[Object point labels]
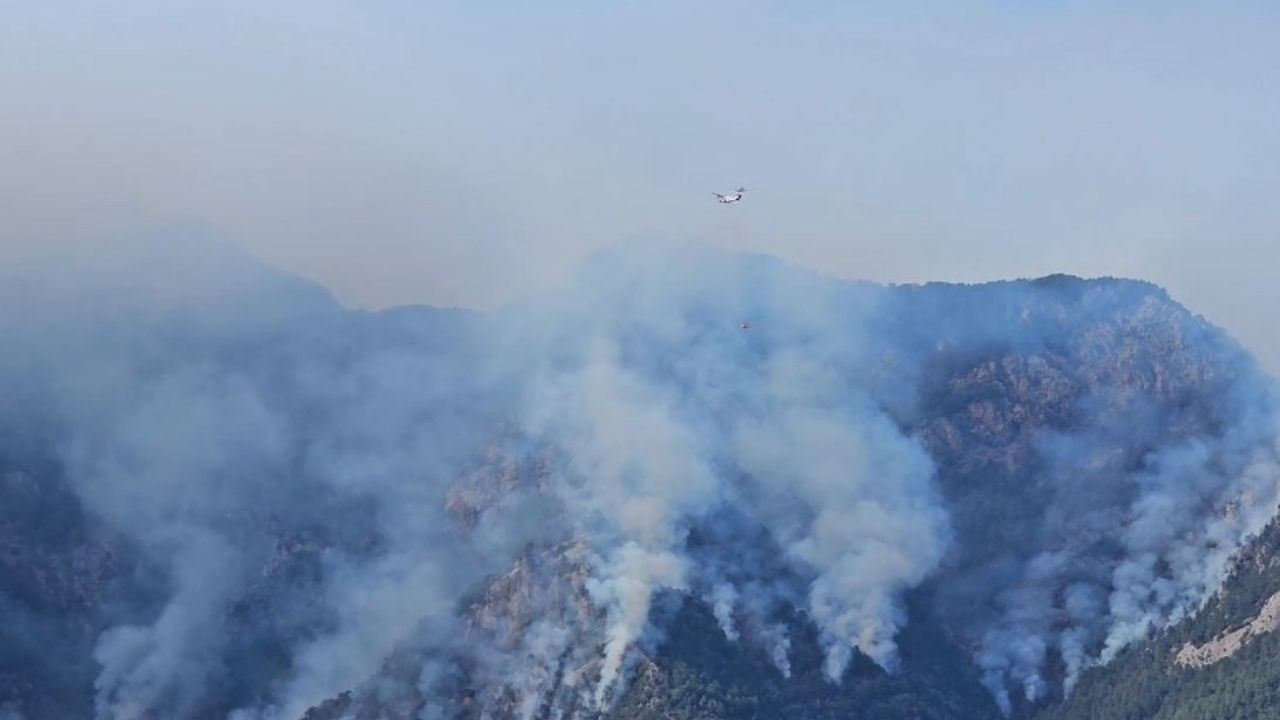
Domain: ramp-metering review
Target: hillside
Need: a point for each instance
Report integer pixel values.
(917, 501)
--
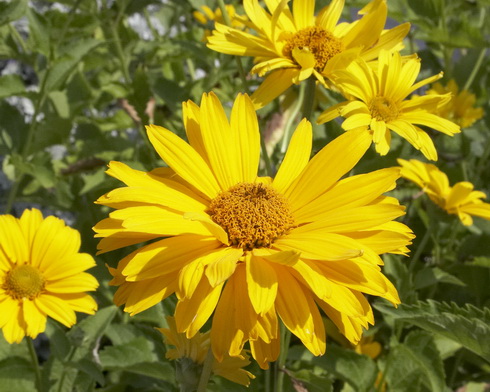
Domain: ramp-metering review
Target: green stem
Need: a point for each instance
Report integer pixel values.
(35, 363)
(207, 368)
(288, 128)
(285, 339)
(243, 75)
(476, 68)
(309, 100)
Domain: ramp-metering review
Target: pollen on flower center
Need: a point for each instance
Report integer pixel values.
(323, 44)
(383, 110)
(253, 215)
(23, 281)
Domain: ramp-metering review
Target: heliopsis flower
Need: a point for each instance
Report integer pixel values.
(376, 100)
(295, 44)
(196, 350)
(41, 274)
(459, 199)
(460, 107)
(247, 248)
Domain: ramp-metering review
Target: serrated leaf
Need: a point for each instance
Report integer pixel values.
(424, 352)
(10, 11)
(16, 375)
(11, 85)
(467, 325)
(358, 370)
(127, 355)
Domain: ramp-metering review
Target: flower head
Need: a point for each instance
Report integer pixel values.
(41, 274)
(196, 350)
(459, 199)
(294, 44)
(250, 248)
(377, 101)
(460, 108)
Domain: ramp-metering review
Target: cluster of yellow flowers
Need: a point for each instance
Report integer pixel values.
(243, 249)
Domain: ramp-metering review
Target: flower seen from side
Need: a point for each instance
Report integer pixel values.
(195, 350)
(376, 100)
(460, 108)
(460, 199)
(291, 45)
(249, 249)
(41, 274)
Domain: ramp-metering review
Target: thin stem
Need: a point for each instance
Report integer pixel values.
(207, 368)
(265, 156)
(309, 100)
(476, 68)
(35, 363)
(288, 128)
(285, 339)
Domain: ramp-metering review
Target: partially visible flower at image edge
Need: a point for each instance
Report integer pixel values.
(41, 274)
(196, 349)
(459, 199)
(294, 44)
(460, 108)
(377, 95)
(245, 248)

● Exercise aim
Count the lines in the records that contain the string "Target", treating uppercase and lowercase as different. Give only the number.

● Output for this task
10